**Work required:**
In full and without error, repeat the entries below.

____

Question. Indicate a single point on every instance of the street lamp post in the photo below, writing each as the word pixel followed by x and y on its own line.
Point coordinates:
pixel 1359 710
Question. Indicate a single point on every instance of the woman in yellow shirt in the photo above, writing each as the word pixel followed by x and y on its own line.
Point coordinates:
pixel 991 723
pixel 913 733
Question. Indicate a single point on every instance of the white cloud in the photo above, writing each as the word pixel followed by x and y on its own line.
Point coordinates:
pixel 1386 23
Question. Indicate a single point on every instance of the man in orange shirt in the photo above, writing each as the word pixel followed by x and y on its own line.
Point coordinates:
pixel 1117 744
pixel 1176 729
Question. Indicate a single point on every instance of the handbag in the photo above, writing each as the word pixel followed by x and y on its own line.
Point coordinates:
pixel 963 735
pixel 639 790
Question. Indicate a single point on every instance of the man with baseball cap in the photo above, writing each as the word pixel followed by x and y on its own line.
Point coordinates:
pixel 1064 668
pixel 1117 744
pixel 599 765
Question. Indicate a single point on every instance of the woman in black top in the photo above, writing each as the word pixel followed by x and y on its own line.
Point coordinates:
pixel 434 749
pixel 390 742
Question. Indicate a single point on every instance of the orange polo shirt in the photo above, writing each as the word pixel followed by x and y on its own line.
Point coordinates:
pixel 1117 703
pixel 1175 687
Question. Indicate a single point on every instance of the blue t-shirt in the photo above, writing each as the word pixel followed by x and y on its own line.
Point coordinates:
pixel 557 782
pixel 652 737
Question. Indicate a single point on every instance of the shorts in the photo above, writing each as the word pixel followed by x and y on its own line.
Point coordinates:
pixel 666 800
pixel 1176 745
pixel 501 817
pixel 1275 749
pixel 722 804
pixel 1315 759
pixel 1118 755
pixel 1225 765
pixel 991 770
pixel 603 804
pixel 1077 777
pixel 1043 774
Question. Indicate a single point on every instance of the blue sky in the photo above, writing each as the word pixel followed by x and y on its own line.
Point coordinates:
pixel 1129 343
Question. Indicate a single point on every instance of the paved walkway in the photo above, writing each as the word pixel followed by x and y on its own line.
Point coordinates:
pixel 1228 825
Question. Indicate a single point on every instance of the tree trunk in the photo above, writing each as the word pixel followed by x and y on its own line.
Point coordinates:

____

**Task response:**
Question. Indicate a single point on every instance of the street lamp post in the photo below, writing each as the word pixel followed by x and y on its own line.
Point coordinates:
pixel 1359 710
Question. Indicate a single point on every instance of the woman in yellow shirt in the photo above, writing each as the word pixel followed by x and y on its own line.
Point coordinates:
pixel 991 723
pixel 913 733
Question. Indicate a single point on every instance of the white cloud in the photo above, writing each as the word pixel followed by x and y on its own line.
Point coordinates:
pixel 1386 23
Question. Indicate a single point on every instance of the man in orange shirt in the photo above, writing each as the word pixel followed by x and y on its own line.
Point coordinates:
pixel 1117 744
pixel 1176 729
Question. Indicate a single point on every instance of the handbag in the photo above, writing each as the word pixel followed by x and y on its own line.
Point coordinates:
pixel 963 735
pixel 639 790
Question. Indicate a single point on every instance of the man with baseball cap in the photo above, writing each as the word pixel followed by x and y on its own line.
Point coordinates:
pixel 1064 668
pixel 1117 744
pixel 599 765
Question. Indicate a single point on every instance of the woman in black top in the photo above, writing each as the word pixel followed by x and y on its own line.
Point coordinates:
pixel 434 749
pixel 390 742
Question. Indicate a single point on every instance of the orange polo shirt in the photo above, writing each as the word pixel followed by x and y on its own line.
Point coordinates:
pixel 1117 703
pixel 1175 687
Question. Indicate a single point on every instance of the blue t-shirt in the photo above, writing each as the word pixel followed by x and y on its own line.
Point coordinates:
pixel 557 782
pixel 652 737
Question. Indicate a single point on every instance of the shorts in the photo above, writing each as the word pixel followed by x and y on its own line.
Point coordinates:
pixel 666 800
pixel 1176 745
pixel 501 817
pixel 1275 749
pixel 722 804
pixel 1315 759
pixel 1118 755
pixel 1225 765
pixel 991 770
pixel 603 804
pixel 1077 777
pixel 1043 774
Question. Indicate a single point on every instance of the blue sky in the photo above, writing each as the word pixel followed by x and y on its own line.
Point coordinates:
pixel 1129 343
Question. Indicate a single point on every instance of the paved walkway in the photo above, writing each as the word pixel followed by x and y on its own line.
Point coordinates:
pixel 1228 825
Question. Indicate a single point on every instance of the tree trunk in the photo above, writing each as the word pixel followed by x and y on its own line.
Point coordinates:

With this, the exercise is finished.